**Document excerpt**
--------------------
Additionally, in power generation systems that employ steam reformers, anode exhaust gas is commonly supplied as fuel to the reformer burner. Thus it is desired to maintain a sufficient level of unconsumed hydrogen in the anode exhaust for the burner to supply enough heat to the reforming catalyst to support the desired rate of reaction. An insufficient supply of hydrogen to the burners can result in undesirably low reaction rates in the reformer as well as burner flame-out.
Low hydrogen utilization can also be problematic. When hydrogen utilization is low in the fuel cell stack there is excess hydrogen in the anode exhaust gas, which can result in higher reformer temperatures. Higher reformer temperatures tend to increase the fuel conversion rate in the reformer, however, higher temperatures also increase the concentration of carbon monoxide in the reformate. The concentration of carbon monoxide can increase beyond the capacity of downstream fuel processing components resulting in carbon monoxide “slip” to the stack and poisoning of the anode catalyst. With heavier fuels, higher reformer temperatures can also cause coking and carbon formation on the catalyst. Furthermore, at higher reformer temperatures there is an increased risk of damage to the reformer components, including sintering of the catalyst and thermal stress/damage to reformer components.
Thus, the hydrogen requirements of the fuel cell stack and the fuel processing system should be matched for optimal performance of the power generation system. For power generation systems employing steam reformers, for example, hydrogen utilization of about 80% to 85% in the stack is an optimal utilization range. This helps avoid fuel starvation conditions in the stack and supplies sufficient hydrogen to the reformer burner to maintain the desired steam reforming reaction rate.
U.S. Pat. Nos. 3,585,078 and 5,009,967 describe methods of reformer fuel control for controlling the flow rate of a reformate stream to a fuel cell. Both patents disclose regulating the fuel stream flow to the reformer as a function of the fuel cell current and biasing the fuel stream flow rate as a function of the temperature of the reformer. In general, an output current of the fuel cell stack is monitored and processed to determine an initial fuel stream flow rate set point, and to regulate the flow rate accordingly. Second, an empirical model is employed that provides a desired operating temperature, given the measured current load. The desired operating temperature correlates to estimated hydrogen utilization through the fuel cell stack. U.S. Pat. No. 5,009,967 describes attaining an operating temperature in the reformer correlating to 80% hydrogen utilization in the fuel cell stack. The flow rate of the fuel stream is biased to eventually achieve the desired temperature set point. The two-stage control is complicated, requiring an initial set point and an ultimate set point, and response time could be slow. This is particularly problematic for load-following applications, where the desired fuel cell output varies in response to changing load requirements.
--------------------
**Records**
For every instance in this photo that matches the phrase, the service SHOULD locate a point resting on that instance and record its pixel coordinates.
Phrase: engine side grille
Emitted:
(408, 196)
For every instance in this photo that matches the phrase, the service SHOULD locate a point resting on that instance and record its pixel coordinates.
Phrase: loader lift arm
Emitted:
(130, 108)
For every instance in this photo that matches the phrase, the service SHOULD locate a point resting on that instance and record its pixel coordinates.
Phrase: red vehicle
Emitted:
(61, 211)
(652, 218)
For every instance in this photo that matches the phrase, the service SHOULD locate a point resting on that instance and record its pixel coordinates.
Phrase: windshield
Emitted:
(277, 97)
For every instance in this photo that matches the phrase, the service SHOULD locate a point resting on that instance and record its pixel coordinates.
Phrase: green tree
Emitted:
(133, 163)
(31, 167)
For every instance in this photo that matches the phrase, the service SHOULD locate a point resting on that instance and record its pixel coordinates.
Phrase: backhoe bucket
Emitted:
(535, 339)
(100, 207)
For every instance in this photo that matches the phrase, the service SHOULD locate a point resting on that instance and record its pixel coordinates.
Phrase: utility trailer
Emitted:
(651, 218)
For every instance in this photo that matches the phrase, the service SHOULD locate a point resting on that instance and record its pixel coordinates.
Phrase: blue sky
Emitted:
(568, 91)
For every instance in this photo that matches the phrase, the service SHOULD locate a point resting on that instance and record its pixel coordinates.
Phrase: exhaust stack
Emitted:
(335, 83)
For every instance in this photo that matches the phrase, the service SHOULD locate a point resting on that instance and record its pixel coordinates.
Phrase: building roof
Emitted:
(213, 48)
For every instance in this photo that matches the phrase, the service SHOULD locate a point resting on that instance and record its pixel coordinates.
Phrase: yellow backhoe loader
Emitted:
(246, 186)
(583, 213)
--------------------
**Tasks for this exercise**
A - List every effect that the fuel cell hydrogen utilization passage attributes to higher reformer temperatures.
B - Carry on the fuel cell hydrogen utilization passage from its last sentence.

**Answers by task**
A -
- An increased fuel conversion rate in the reformer
- A higher concentration of carbon monoxide in the reformate
- Coking and carbon formation on the catalyst, with heavier fuels
- An increased risk of damage to reformer components, including sintering of the catalyst and thermal stress/damage to reformer components

B -
Other control methods involve regulating the fuel stream flow to the reformer based on a predetermined reformate composition as a function of the temperature of the reformer. For example, a predicted or empirically determined reformate composition at the measured reformer temperature can be used to estimate the amount of hydrogen supplied to the fuel cell stack. Typically, such methods use a look-up table of reformate compositions over the operating temperature range of the reformer, calculating a hydrogen supply rate to the stack based on the expected reformate composition at the measured reformer temperature. These control methods have several disadvantages. One disadvantage is that the fuel processing system typically includes more than one component, and the output of each component can vary with process conditions. Thus, the predetermined reformate composition may or may not correspond to the actual reformate condition, depending on the output of other components. Another disadvantage is that the performance of each of the fuel processing components changes over time, increasing the difference between the predicted and actual reformate compositions. This change in performance necessitates updating the look-up tables regularly, or modelling the change in performance in the control system. As a result, such control methods are complicated and generally do not provide a desirable degree of accuracy. Again, these problems are aggravated in load-following applications.
Available means of providing control of hydrogen utilization in fuel cell power generation systems rely on complicated control schemes. It is thus desirable to provide a control system and method with fast response rates and for maintaining hydrogen utilization rate in a desired range.